→ WRITTEN PROBLEM: Copy every record exactly, and keep the pictures out.

→ STORED DATA:
(begin)

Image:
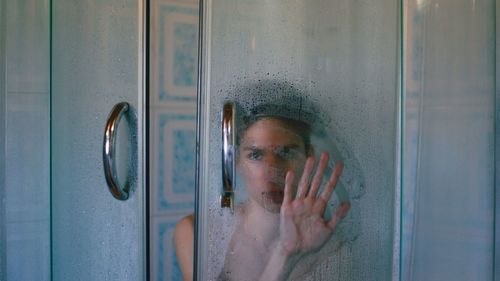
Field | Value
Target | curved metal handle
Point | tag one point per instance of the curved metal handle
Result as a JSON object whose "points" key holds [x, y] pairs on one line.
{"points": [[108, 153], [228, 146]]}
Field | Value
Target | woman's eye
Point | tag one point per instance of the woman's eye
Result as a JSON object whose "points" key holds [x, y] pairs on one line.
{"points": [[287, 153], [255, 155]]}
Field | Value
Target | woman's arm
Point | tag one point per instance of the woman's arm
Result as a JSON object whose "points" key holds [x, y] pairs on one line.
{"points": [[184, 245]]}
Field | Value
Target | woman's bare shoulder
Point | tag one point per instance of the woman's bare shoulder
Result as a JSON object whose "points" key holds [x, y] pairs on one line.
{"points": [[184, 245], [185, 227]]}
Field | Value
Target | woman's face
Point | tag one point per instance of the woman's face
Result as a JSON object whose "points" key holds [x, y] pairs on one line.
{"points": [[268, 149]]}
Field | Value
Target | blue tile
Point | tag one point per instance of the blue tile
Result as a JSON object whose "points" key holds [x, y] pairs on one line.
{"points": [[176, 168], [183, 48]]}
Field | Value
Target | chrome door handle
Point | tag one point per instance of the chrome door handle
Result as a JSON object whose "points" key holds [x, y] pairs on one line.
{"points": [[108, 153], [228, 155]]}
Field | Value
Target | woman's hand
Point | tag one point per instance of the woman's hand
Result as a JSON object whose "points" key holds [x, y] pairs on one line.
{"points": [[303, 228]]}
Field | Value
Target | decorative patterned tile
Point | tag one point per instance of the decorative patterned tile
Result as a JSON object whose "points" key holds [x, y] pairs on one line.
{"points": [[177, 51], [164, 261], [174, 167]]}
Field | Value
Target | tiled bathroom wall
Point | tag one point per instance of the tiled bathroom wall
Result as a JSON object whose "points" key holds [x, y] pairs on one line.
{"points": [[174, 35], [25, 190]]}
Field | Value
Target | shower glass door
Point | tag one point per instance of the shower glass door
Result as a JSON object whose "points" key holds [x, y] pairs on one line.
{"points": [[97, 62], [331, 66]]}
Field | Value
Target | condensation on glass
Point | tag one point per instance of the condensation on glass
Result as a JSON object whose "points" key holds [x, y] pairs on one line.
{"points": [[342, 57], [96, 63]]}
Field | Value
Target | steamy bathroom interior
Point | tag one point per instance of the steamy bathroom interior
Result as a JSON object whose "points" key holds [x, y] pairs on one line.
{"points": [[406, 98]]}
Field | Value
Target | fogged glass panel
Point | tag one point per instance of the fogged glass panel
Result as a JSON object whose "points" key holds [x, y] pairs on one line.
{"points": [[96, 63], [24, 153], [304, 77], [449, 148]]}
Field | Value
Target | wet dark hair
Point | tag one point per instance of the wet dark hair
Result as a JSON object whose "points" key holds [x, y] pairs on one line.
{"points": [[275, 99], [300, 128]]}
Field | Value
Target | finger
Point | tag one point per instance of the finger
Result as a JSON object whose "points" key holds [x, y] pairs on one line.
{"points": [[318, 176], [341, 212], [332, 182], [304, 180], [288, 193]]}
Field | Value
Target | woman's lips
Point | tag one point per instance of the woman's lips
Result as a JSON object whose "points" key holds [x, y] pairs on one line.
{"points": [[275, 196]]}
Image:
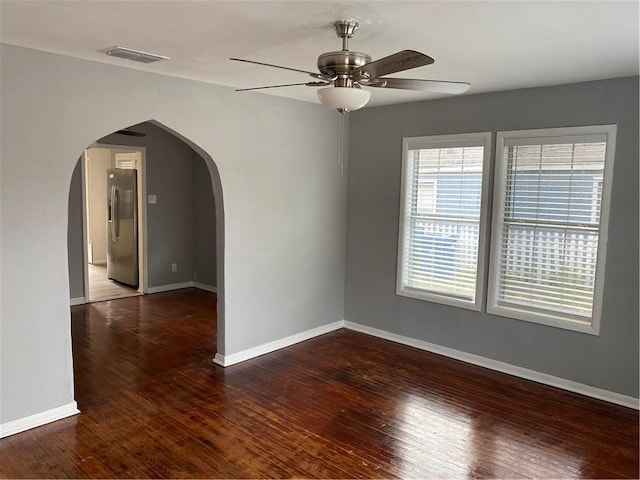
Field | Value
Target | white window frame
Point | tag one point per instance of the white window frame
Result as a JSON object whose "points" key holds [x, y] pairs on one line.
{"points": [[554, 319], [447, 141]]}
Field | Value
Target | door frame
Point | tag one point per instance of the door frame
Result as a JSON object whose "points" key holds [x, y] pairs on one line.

(end)

→ EXERCISE RESPONSE:
Image:
Field | Value
Target | curved metal handle
Point | tag one point per instance of the curved metal handle
Result as a JSON object whose "points" key holds [x, y] pairs on one line.
{"points": [[108, 153], [228, 146]]}
Field | Value
Target | woman's eye
Point | tag one point per instance of the woman's eye
Result as a JSON object whose "points" key holds [x, y] pairs on one line.
{"points": [[287, 153], [255, 155]]}
Field | Value
Target | woman's arm
Point | tag one point per instance of the woman's arm
Result as a JSON object whose "points" key holds [x, y] pairs on one line.
{"points": [[184, 245]]}
Field | Value
Target | woman's bare shoulder
Point | tag one point per instance of the woman's bare shoulder
Result as a JSON object whose "points" key holds [x, y] pairs on one line.
{"points": [[184, 245], [185, 227]]}
Field | Value
Target | woman's face
Point | tag one point per instance of the woman's face
Result as a JSON object whose "points" key holds [x, y] pairs on one line.
{"points": [[268, 149]]}
Field | Value
Target | blue tile
Point | tag one point per instance of the blue tile
Result as a JSON object whose "points" key holds [x, y] pairs on one line.
{"points": [[176, 168], [183, 48]]}
Field | Value
Target | chrome door handle
Point | tag one point per instance of the chrome door handle
Result as a JSON object whose "points" key holds [x, y] pairs on one line.
{"points": [[108, 153], [228, 155]]}
Field | Value
Target | woman's hand
Point | tag one point per instance of the woman's hand
Result as a JSON object whose "points" key holds [x, y] pairs on one line.
{"points": [[303, 228]]}
Field | Value
Target | decorative patterned tile
Point | tag one point per instance of the decorative patterned tile
Result as a JSON object whose "points" key holds [x, y] pairs on one line.
{"points": [[177, 51], [164, 261], [174, 167]]}
Field | Value
Target | tiled bathroom wall
Point | tag one point per instance of the tiled bathroom wall
Result as a JSON object whose "points" key holds [x, y] pairs on one line.
{"points": [[174, 35], [25, 190]]}
Field | Value
Target | shower glass door
Point | tag one point per instance of the shower glass door
Result as a JSON object whose "points" key holds [x, y] pairs on one line.
{"points": [[97, 62], [331, 66]]}
Field | Value
Target | condensation on glass
Point | tag one point per instance of the condensation on glass
Result as a JSON object whose "points" key holds [x, y] pairs on one line.
{"points": [[342, 57], [96, 63]]}
Field | Value
Target | steamy bathroom interior
Point | tag one point per instance of the steamy bathroom interior
Result as a JSON object whose "points" key holds [x, y] pairs on one line.
{"points": [[406, 98]]}
Field | Value
Target | fogged glass panel
Point | tag one point per instance of the fogged glass panel
Result as a JSON object whose "points" key holds [x, y] pairs on one line.
{"points": [[96, 63], [24, 153], [304, 77], [449, 148]]}
Field | Value
Target | wet dark hair
Point | tag one point per instance of the wet dark hair
Result as a JSON object whose "points" key holds [x, y] pairs on one line.
{"points": [[275, 99], [300, 128]]}
Field | Value
Target | finger
Point | tag one point per instance of the finger
Result as a JSON object whose "points" key holds [x, y] pairs on one line.
{"points": [[318, 176], [341, 212], [332, 182], [304, 180], [288, 193]]}
Field | Value
Target | woman's lips
Point | tag one point per instance of the woman's lips
Result as a JSON object whose "points" key holds [x, y] pairs on one line.
{"points": [[275, 196]]}
Image:
Field | Value
Target | white window frame
Point | tag one point per instance of the white window frame
Result as a JSON object whose "points" key holds [x, y] pairs on one line.
{"points": [[554, 319], [447, 141]]}
Field | Value
Target | door frame
Point | tag one point per instance of the door frame
Result as a JSON object whose "points" key holds [x, y] pairs on one line.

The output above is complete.